PASSAGE PROVIDED
%%
STEPFPGA & Verilog
A quick guide to the FPGA part for Traffic Light project
Last updated
A quick guide to the FPGA part for Traffic Light project
Last updated
To run the code on STEPFPGA, you can either use WebIDE (ππ) or Lattice Diamond IDE (π) for code compiling and flashing.
Create a Verilog design file as indicated.
The complete Verilog code for this project is given below.
module Crossroad_Smart_v2 (
input clk, rst_n,
input WalkSignal_2, WalkSignal_4, CarSignal_2, CarSignal_4,
input LDR_Sen,
input comp_out,
output pwm_in,
output [7:0] digital_out,
output reg road_light,
output reg [2:0] Traffic_Main, //R,G,Y
output reg [2:0] Traffic_Small, //R,G,Y
output [8:0] segment_led_1, //MSB~LSB = SEG,DP,G,F,E,D,C,B,A
output [8:0] segment_led_2 //MSB~LSB = SEG,DP,G,F,E,D,C,B,A
);
wire [7:0] bcdcode;
localparam S1 = 3'b000, //master green , small red
S2 = 3'b001, //master yellow , small red
S3 = 3'b010, //master red , small green
S4 = 3'b011, //master red , small yellow
S5 = 3'b100, //master green , small red
S6 = 3'b101, //master yellow , small red
S7 = 3'b110, //master red , small green
S8 = 3'b111; //master red , small yellow
localparam RED = 3'b100, GREEN = 3'b010, YELLOW = 3'b001;
wire pedestrain2;
debounce debU1 (clk, WalkSignal_2, pedestrain2);
wire pedestrain4;
debounce debU2 (clk, WalkSignal_4, pedestrain4);
// ***** Segment 1 - Synchronize the transition of the 8 states ******
// Generate 1Hz signal
reg clk_1Hz;
reg [23:0] cnt;
always @(posedge clk or negedge rst_n)
%%
RECORDED INFORMATION
%%
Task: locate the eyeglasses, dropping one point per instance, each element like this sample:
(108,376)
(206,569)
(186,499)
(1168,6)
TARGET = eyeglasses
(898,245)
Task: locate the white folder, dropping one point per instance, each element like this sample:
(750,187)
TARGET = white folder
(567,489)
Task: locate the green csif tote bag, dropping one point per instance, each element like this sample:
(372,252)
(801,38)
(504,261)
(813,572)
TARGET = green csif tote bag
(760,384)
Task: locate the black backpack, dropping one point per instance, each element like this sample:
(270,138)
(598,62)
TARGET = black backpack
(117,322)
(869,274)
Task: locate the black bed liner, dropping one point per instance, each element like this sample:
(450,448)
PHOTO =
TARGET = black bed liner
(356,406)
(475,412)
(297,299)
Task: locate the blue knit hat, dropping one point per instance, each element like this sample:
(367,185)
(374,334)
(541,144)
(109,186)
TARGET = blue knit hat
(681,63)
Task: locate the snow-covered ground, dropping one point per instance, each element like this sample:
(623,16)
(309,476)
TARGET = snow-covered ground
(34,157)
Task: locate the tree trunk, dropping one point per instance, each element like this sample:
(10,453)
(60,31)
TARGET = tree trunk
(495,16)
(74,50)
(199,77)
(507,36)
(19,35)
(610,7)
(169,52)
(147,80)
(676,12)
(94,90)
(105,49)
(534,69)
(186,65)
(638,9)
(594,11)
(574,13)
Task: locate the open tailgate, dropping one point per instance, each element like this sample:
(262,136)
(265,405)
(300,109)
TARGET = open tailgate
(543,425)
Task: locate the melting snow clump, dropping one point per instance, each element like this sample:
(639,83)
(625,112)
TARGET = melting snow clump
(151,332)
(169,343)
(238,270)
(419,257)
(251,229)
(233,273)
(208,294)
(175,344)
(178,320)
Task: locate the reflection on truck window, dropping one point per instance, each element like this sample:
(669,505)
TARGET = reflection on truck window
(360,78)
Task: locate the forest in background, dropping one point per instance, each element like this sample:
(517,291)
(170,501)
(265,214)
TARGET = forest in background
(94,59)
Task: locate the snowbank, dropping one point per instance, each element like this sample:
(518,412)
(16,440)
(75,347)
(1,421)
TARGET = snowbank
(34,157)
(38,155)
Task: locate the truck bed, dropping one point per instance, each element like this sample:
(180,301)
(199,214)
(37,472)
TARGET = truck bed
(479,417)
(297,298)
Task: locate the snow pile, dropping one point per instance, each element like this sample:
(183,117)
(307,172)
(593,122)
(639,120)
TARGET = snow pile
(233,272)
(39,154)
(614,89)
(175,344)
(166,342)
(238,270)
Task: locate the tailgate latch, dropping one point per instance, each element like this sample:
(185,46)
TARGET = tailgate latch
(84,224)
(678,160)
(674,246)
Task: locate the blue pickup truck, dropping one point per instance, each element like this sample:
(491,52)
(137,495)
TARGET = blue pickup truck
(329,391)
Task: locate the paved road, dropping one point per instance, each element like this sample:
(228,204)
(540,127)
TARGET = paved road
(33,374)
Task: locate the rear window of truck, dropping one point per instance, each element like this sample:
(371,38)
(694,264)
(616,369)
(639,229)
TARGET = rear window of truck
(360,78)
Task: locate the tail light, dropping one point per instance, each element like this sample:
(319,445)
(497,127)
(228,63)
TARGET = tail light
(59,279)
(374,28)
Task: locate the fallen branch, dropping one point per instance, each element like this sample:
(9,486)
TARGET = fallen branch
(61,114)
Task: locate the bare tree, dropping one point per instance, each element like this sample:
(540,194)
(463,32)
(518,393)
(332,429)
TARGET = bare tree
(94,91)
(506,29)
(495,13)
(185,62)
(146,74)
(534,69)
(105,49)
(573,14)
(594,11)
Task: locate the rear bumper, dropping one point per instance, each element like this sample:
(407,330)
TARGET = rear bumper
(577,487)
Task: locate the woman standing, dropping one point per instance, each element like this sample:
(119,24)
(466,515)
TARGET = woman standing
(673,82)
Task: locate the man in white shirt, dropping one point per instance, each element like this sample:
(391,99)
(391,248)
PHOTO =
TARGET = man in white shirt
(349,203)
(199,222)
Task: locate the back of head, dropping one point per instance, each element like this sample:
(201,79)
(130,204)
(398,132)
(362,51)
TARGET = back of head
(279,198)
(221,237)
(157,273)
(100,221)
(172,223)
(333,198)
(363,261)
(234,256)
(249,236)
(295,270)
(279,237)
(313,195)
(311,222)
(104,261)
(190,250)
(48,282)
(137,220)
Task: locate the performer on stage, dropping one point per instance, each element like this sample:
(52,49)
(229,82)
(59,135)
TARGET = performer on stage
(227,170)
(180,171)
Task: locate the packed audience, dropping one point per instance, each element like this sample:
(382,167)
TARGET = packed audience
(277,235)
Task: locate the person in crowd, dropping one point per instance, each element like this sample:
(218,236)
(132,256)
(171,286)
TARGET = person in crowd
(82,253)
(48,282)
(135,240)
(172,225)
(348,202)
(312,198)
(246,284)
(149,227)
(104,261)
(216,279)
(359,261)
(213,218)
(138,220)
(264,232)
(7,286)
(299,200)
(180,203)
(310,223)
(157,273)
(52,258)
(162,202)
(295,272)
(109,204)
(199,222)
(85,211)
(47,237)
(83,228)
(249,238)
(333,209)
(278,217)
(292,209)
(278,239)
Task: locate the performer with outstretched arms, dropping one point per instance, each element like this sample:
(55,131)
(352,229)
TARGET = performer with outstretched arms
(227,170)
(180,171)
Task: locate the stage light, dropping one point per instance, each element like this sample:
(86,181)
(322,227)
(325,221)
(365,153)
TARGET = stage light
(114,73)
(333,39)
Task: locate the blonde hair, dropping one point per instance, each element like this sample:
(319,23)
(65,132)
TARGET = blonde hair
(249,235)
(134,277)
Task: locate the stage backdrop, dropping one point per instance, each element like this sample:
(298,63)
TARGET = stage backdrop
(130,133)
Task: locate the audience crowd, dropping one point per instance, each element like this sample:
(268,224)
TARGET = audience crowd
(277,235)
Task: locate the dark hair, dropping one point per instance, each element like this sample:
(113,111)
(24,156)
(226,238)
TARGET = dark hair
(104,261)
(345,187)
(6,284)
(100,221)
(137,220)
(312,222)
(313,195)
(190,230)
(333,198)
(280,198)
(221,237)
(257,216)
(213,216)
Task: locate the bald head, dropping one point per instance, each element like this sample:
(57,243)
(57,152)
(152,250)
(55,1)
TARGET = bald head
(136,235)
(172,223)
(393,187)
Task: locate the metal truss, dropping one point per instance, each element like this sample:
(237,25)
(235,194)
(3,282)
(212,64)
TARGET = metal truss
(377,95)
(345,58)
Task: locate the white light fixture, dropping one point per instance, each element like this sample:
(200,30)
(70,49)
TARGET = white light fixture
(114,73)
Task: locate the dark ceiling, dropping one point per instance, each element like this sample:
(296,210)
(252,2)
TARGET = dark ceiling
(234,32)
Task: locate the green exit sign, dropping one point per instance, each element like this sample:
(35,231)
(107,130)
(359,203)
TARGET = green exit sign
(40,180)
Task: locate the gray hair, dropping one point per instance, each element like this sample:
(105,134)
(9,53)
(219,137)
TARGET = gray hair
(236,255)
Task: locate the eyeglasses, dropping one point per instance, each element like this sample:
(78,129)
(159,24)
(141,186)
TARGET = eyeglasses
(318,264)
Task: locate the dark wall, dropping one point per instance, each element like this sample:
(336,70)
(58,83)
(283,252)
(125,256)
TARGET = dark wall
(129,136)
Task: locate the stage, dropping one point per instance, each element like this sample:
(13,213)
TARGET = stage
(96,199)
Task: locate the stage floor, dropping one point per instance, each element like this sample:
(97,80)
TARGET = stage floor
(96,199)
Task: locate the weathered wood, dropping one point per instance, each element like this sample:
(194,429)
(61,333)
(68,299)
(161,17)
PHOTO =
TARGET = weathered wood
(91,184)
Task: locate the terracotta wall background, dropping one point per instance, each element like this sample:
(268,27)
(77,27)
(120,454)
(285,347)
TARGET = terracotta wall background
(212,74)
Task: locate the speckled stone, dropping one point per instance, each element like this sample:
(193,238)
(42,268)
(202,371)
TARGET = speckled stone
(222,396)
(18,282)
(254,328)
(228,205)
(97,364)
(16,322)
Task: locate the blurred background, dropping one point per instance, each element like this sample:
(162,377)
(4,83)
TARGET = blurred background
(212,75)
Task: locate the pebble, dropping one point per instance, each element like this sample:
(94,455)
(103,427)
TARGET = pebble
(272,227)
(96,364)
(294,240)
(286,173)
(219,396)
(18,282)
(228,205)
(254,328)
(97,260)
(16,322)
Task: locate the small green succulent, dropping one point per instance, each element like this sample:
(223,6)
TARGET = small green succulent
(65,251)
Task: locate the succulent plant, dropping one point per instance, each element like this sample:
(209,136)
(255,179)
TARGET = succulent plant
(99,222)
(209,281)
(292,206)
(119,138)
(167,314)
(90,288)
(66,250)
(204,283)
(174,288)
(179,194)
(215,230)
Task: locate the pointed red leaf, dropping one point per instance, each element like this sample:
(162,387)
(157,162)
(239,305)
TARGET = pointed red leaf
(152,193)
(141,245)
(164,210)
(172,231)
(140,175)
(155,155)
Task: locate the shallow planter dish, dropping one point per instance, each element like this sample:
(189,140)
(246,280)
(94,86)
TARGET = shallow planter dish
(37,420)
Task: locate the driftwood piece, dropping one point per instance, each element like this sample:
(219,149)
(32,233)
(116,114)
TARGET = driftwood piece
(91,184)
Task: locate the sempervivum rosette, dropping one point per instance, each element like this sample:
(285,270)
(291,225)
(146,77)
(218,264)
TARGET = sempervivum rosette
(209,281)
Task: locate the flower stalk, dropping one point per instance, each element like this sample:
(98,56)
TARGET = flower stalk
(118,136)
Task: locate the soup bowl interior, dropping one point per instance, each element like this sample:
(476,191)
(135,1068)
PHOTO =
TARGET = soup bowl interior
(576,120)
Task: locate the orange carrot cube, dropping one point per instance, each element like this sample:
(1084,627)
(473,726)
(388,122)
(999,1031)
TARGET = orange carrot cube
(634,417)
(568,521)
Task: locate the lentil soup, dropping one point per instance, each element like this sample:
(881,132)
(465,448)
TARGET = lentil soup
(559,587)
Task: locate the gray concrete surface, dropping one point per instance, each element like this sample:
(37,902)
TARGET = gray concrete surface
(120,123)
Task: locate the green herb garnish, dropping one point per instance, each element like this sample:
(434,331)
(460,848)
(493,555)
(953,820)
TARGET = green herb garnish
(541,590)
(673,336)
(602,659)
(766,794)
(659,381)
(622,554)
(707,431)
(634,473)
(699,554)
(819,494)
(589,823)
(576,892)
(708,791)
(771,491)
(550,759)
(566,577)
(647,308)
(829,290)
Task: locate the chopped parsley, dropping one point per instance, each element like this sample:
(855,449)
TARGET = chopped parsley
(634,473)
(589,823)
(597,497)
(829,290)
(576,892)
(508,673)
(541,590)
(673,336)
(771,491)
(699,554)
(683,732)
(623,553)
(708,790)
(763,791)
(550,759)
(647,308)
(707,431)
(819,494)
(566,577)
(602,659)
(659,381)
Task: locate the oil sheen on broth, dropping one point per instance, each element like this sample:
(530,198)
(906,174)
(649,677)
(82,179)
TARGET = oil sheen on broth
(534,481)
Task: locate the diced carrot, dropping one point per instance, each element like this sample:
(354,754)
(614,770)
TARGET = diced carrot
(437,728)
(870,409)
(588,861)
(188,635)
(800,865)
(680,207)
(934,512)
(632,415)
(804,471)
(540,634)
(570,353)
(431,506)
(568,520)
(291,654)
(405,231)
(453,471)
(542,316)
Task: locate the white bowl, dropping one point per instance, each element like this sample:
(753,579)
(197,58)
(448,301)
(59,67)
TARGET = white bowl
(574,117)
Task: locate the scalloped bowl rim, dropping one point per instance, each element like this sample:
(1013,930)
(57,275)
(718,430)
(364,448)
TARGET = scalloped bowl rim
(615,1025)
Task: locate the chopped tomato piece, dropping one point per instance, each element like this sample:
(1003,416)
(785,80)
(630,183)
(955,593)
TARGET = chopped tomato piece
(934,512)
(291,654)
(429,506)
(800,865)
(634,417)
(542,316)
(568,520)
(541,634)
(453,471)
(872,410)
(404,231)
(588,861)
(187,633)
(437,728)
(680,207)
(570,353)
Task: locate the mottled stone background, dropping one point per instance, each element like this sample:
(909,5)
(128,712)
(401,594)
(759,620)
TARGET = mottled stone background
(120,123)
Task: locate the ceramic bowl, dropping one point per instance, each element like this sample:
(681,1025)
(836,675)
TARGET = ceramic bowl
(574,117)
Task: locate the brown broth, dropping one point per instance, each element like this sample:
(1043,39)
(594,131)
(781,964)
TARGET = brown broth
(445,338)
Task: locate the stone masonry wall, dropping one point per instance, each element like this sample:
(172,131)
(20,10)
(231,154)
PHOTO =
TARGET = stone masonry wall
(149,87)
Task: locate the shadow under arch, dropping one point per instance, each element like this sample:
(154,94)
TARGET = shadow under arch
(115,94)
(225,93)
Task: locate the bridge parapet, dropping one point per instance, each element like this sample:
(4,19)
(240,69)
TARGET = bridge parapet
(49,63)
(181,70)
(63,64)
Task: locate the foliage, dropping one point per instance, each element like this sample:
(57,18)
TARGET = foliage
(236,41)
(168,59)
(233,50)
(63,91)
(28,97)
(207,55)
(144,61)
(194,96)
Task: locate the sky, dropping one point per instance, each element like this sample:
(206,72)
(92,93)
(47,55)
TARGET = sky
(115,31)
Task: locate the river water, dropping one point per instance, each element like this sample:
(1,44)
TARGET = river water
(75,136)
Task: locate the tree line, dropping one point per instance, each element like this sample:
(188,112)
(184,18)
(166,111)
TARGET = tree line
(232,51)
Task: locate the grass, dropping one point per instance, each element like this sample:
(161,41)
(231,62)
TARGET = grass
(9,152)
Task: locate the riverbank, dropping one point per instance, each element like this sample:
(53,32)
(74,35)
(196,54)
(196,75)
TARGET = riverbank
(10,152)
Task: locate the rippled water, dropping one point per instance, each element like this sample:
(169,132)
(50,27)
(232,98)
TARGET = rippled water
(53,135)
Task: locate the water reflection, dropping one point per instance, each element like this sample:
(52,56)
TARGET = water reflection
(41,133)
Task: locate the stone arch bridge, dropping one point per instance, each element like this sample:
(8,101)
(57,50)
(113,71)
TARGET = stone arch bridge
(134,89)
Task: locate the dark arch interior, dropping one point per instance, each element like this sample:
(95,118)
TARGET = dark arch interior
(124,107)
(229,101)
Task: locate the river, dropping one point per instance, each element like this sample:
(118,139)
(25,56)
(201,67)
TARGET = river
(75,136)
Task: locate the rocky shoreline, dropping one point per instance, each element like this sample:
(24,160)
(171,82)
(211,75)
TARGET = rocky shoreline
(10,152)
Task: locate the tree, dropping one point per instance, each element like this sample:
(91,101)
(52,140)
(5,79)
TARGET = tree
%%
SHORT TASK 1
According to the traffic light guide, which two development environments can compile the code and flash it onto STEPFPGA?
SHORT TASK 2
Name every output port that the traffic light guide declares for the module Crossroad_Smart_v2.
The records have no connection to the traffic light guide.

RESULT 1
WebIDE and Lattice Diamond IDE.

RESULT 2
pwm_in, digital_out, road_light, Traffic_Main, Traffic_Small, segment_led_1, segment_led_2